RECORD SET Start Marker

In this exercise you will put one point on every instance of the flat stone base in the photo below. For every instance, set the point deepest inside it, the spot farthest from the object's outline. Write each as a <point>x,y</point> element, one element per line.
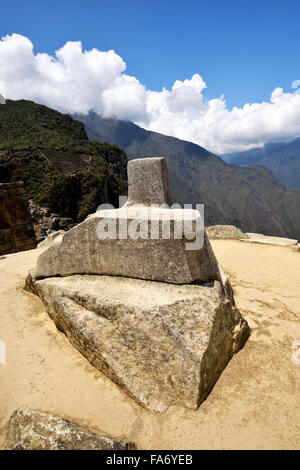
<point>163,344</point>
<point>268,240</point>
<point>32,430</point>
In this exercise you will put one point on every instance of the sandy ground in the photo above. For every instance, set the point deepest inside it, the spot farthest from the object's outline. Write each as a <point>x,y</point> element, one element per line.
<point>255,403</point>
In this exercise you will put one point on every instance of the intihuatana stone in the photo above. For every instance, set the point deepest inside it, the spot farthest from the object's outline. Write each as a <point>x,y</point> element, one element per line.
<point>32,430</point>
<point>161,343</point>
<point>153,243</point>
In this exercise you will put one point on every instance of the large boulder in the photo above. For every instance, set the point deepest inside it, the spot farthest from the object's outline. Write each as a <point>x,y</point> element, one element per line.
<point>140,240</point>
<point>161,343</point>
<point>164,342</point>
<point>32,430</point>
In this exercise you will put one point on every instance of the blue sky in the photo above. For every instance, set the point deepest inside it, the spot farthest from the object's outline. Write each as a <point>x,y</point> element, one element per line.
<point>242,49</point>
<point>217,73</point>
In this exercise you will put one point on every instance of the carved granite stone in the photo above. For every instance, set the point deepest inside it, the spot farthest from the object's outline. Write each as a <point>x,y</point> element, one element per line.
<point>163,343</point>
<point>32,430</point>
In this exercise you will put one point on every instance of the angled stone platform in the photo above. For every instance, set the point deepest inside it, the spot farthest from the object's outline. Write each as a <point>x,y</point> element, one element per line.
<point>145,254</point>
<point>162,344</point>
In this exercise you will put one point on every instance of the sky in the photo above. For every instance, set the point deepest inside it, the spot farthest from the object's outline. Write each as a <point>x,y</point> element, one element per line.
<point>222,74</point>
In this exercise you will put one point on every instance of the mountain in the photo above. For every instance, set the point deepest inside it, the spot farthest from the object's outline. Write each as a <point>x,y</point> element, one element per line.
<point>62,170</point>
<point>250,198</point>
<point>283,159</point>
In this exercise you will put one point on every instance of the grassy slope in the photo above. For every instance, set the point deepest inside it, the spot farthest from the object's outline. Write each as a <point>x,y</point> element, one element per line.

RECORD SET End Marker

> _WHAT IS BEING ASKED_
Your answer must hold the line containing "of the mountain" and all lines after it in the entries above, exactly, and nothing else.

> _REPLY_
In this exercise you will put one point on every instance of the mountain in the photo above. For every instance, set the point deepest inside it, the spot farthest from the object's outline. Write each as a <point>x,y</point> element, one element per line.
<point>62,170</point>
<point>250,198</point>
<point>283,159</point>
In this exercise you will put one point on every instance of the grassy slope in the photo above. For every instance, set the point deepest inside it, the spot farthest from the object's outline. Write each as a <point>x,y</point> element, one element per line.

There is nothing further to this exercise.